*TASKS AND EXERCISES*.
1) In the letter to Robert B. Corey, what does the writer judge has been very largely responsible for the progress?
2) Reproduce word for word the stretch of the letter to Robert B. Corey from "I am continuing" through "effort to say it.".

AIR MAIL
Balliol College
Oxford, England
Feb. 18, 1948
Dr. Robert B. Corey
Crellin Laboratory
California Institute of Technology
Pasadena 4, California
Dear Bob:
I am glad to have your letter, and to learn how you are getting along.
Has there been anything done about cooperation with Palmer? I am beginning to feel a bit uncomfortable about the English competition.
They have a gift for driving straight at the heart of a problem, and getting its solution by hook or crook.
I enclose a copy of a letter to Carl Niemann, about an address that Chibnall gave here last night. They have not succeeded
in crystallizing the quarter-molecules, with molecular weight 2,500 or 3,500, but they may succeed, and if they so they will
[sic] the crystals to Mrs. Hodgkin. I think that the whole problem is so important that it would be worthwhile to tackle it
independently in Pasadena, and see what progress we could make. Would you talk with Carl, and consider the question of how
much effort should be put into an immediate attack along pretty much the same lines as those used by Chibnall. You know that
the matter of crystallization of a new compound depends so much on chance that, despite the head start that Chibnall has,
we might well succeed in obtaining the first crystals. Moreover, the structure determination of peptides with 26 or thereabout
amino residues is such a difficult job that I think we could consider it the next step on the journey toward the complete
solution of the crystal structure of a protein, a step that sooner or later we shall have to take.
-2-
Dr. Corey Feb. 18, 1948
My proposal is that Carl have a man or two begin work at once on the degradation of insulin, and that as fast as reasonably
pure materials are made they be turned over to you, for crystallization and x-ray investigation.
The progress that has been made seems to me to be truly astounding. I judge that paper chromatography has been very largely
responsible for it.
I am continuing to get along very well—perhaps being kept a little too busy, with so many extra lectures to deliver. However,
I feel that when there is so much interest in what I have to say it is proper that I make the effort to say it.

*DATA EXCERPTS*.
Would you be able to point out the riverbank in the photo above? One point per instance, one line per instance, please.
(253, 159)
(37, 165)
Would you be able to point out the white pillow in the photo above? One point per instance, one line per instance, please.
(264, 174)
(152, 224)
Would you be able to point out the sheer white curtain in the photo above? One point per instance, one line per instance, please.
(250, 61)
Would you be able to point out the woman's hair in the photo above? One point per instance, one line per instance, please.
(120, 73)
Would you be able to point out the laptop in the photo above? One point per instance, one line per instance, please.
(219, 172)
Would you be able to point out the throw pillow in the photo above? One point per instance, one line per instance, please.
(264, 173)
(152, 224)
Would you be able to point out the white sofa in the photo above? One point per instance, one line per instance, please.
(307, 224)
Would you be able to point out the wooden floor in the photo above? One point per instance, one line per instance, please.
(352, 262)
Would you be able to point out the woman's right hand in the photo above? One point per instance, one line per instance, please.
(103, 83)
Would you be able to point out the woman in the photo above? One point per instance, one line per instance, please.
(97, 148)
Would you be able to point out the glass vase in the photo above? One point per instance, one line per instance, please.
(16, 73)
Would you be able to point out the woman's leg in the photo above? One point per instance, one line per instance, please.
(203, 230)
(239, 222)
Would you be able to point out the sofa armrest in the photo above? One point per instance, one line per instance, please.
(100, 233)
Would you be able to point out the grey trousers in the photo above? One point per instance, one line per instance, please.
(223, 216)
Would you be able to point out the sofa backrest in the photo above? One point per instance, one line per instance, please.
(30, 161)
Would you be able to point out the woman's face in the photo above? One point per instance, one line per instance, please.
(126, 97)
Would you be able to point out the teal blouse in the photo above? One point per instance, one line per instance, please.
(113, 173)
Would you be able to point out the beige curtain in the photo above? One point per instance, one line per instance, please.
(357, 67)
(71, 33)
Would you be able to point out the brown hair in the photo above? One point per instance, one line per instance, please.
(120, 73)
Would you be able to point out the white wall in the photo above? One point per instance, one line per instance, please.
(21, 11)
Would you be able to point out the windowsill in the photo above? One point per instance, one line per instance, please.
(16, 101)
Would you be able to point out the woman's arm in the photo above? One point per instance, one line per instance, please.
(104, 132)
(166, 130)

*ACTIVITY ANSWERS*.
1) Paper chromatography.

2)
I am continuing to get along very well—perhaps being kept a little too busy, with so many extra lectures to deliver. However,
I feel that when there is so much interest in what I have to say it is proper that I make the effort to say it.